**GOAL**
Print every one of the records below word for word, leaving out the pictures.

**DATA SUPPLIED**
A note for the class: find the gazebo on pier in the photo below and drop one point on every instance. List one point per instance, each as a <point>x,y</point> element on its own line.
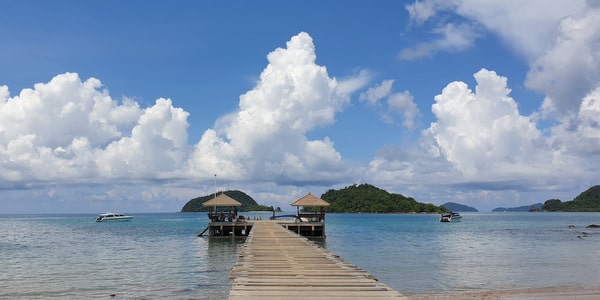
<point>225,223</point>
<point>310,200</point>
<point>222,200</point>
<point>310,224</point>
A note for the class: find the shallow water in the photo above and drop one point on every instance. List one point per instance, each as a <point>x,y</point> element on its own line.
<point>159,256</point>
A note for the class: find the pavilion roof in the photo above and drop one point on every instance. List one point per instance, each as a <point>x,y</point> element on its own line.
<point>222,200</point>
<point>310,200</point>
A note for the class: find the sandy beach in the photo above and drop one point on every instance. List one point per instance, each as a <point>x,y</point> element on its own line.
<point>530,294</point>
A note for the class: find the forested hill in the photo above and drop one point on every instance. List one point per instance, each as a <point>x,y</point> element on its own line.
<point>586,201</point>
<point>366,198</point>
<point>248,204</point>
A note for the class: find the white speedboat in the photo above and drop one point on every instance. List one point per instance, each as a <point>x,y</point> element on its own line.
<point>451,217</point>
<point>106,217</point>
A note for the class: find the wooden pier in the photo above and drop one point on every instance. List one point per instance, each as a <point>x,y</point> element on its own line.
<point>276,263</point>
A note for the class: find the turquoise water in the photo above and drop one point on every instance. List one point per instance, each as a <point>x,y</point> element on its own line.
<point>159,256</point>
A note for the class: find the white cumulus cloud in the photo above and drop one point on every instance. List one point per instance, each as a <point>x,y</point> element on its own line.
<point>266,137</point>
<point>71,130</point>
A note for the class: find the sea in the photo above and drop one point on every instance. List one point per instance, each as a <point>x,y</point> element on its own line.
<point>160,256</point>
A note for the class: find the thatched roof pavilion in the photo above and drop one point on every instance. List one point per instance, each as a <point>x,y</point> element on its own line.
<point>222,200</point>
<point>310,200</point>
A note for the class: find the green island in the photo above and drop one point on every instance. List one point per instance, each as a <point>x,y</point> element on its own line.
<point>366,198</point>
<point>248,204</point>
<point>363,198</point>
<point>588,201</point>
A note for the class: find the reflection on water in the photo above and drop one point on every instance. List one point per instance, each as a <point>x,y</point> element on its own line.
<point>159,255</point>
<point>417,254</point>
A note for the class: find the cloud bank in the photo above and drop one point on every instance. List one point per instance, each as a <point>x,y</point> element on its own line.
<point>71,131</point>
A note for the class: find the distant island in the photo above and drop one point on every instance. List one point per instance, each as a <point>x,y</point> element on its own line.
<point>248,204</point>
<point>451,206</point>
<point>366,198</point>
<point>531,208</point>
<point>588,201</point>
<point>363,198</point>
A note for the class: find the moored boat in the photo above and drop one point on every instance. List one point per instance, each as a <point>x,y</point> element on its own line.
<point>451,217</point>
<point>105,217</point>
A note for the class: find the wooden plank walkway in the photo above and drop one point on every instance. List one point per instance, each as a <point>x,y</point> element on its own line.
<point>276,263</point>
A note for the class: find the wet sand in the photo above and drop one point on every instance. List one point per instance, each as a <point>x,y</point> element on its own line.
<point>533,294</point>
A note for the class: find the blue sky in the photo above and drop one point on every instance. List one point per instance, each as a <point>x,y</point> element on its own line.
<point>136,105</point>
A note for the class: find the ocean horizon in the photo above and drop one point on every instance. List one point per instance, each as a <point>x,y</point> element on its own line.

**REPLY TO THE TASK**
A note for the class: find the gazebo on pier in the photo below and drop one point on every instance. List one point per instance, each as a <point>x,y</point> element on its own line.
<point>225,223</point>
<point>310,200</point>
<point>222,200</point>
<point>310,224</point>
A note for the class: find the shallow water in the photo above and drop one point on every instance. List one point per instance, each as a <point>x,y</point> element on its own line.
<point>159,256</point>
A note for the class: find the pavilion roof in the photo above and drop one point on every instance. List one point per instance, each as a <point>x,y</point> element on its own line.
<point>222,200</point>
<point>310,200</point>
A note for the class: find the sandy beach in the photo above and drop one point on every instance. List one point per instance, each as a <point>x,y</point> element on its own line.
<point>530,294</point>
A note for the class: find the forested hill in the photo above and drop one point on every instance. List one point per instance, each as a <point>x,y</point> element on its own line.
<point>586,201</point>
<point>366,198</point>
<point>248,204</point>
A note for the class: find the white speedboat in the photo above and drop one point on every instance. List one point per instance, each as a <point>x,y</point> element on its own line.
<point>451,217</point>
<point>106,217</point>
A note for the class: find the wooden pier in the photo above and drop one point on every instance. List one point per instance, each as a <point>x,y</point> element on its own line.
<point>276,263</point>
A note for the class: find the turquoise water in the photo above and drop one point on every instance. List one point per instance, each as a <point>x,y</point> element on its own line.
<point>159,256</point>
A note for the class: find the white cumulus cloud in the photo above and drop one point on every instance. List one point per instance, each as a <point>x,y</point> element on its own line.
<point>266,137</point>
<point>71,130</point>
A note for the class: find the sea in the photo above and drop one point on every instance. List one point per instance, each as a <point>x,y</point> element on its own line.
<point>160,256</point>
A note for the class: find the thatched roof pavilion in the photo above and drop one point on every instance. List one point per instance, each as a <point>x,y</point> element on its own line.
<point>222,200</point>
<point>310,200</point>
A note for the class: find the green island in the photo above and drop one point on every instance. List one point per instance, each as a <point>x,y</point> element on its own line.
<point>366,198</point>
<point>248,204</point>
<point>363,198</point>
<point>588,201</point>
A note for the class: find the reflection on water in the photo above and drop one point on every instance. List one point per instance, each as a <point>x,y</point> element on its own line.
<point>159,255</point>
<point>417,254</point>
A note for the class: find the cloud bank in the photo above and drop one point on every instance. List one point per instance, each as a <point>x,y</point> element on its own line.
<point>71,131</point>
A note for the class: find the distant island in the photo above and drop one point on every instance. List one point per instance, each as a <point>x,y</point> element on its own line.
<point>248,204</point>
<point>451,206</point>
<point>366,198</point>
<point>531,208</point>
<point>588,201</point>
<point>363,198</point>
A note for the class: find the moored boat in the photo above and drop one point on every instance. List one point per instance, each as a <point>x,y</point> element on its own line.
<point>451,217</point>
<point>105,217</point>
A note for the class: find the wooden plank walkway in the photo above and drop one point on every instance. List one point per instance, each as a <point>x,y</point> element on its own line.
<point>276,263</point>
A note for the class: find the wet sand in the photo above and drop one point on every instance. List one point per instance, each as a <point>x,y</point> element on its own line.
<point>533,294</point>
A note for the class: find the blue sky in the photo above and drop one point on every instance. List one point per instance, each as a <point>x,y</point> element on its own line.
<point>136,105</point>
A note for the class: find the ocean horizon in the photo above and drop one point on every instance. List one point per instance, each as a <point>x,y</point> element on its own line.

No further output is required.